- Requirements
Copy the records below, switching every "In this picture" to "In this image" and keeping everything else the same.
════════════════
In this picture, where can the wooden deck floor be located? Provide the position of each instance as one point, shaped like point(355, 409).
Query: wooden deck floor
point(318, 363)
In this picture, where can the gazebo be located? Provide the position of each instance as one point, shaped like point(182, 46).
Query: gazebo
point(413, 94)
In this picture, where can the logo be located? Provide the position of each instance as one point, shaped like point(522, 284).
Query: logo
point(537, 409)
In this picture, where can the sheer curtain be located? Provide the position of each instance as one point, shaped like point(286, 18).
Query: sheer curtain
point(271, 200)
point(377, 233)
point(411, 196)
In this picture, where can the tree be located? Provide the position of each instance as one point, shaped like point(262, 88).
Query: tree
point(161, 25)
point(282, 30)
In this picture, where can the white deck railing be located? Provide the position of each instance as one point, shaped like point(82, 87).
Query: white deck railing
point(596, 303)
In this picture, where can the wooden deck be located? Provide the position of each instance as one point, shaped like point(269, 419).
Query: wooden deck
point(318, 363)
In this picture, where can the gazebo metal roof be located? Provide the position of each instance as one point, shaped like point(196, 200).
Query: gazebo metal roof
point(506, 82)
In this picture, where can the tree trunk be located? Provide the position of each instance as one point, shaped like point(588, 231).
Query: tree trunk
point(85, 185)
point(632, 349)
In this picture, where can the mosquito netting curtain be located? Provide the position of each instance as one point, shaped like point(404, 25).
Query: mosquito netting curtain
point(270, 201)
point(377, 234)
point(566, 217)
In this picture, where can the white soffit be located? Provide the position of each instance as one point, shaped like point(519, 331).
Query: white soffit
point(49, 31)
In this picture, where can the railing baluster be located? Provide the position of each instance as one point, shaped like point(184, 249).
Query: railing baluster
════════════════
- Solution
In this image, where can the wooden deck floor be located? Provide the position of each instance as one point, shaped like point(355, 409).
Query: wooden deck floor
point(318, 363)
In this image, where can the gazebo be located? Provide the position of each instance as one point, shaped like point(182, 46).
Query: gazebo
point(413, 94)
In this image, where can the logo be located? Provide the position of each instance as one point, shaped like point(522, 284).
Query: logo
point(537, 409)
In this image, where can the sheer curtain be located? Provide the position of each instance as one point, shaped like point(286, 18).
Query: sheer curtain
point(271, 200)
point(377, 233)
point(411, 196)
In this image, where can the tree be located? Provide the position of each instance as one point, shaped like point(262, 88).
Query: tree
point(161, 25)
point(282, 30)
In this image, where can the white deck railing be located? Provide the position of each instance as one point, shaped like point(82, 87).
Query: white deck railing
point(596, 303)
In this image, where can the wooden deck be located? Provide the position of each instance as one point, shaped like point(269, 419).
Query: wooden deck
point(318, 363)
In this image, where can the gazebo metal roof be located? Provide the position of each instance as one point, shaped like point(196, 200).
Query: gazebo metal roof
point(506, 82)
In this image, where can the tree trunk be located? Provide the position of each instance as one point, shaped like point(588, 231).
Query: tree trunk
point(85, 185)
point(632, 349)
In this image, where can the mosquito netting curtain be located? Provide the position of each instance as one point, shaped like point(404, 25).
Query: mosquito netting curtain
point(270, 201)
point(377, 234)
point(566, 217)
In this image, where can the white soffit be located? Provide the position of each instance as one point, shaped like point(519, 331).
Query: white soffit
point(49, 31)
In this image, where can the railing baluster be located? Provide the position of each instance as one point, shaped like point(184, 249).
Query: railing baluster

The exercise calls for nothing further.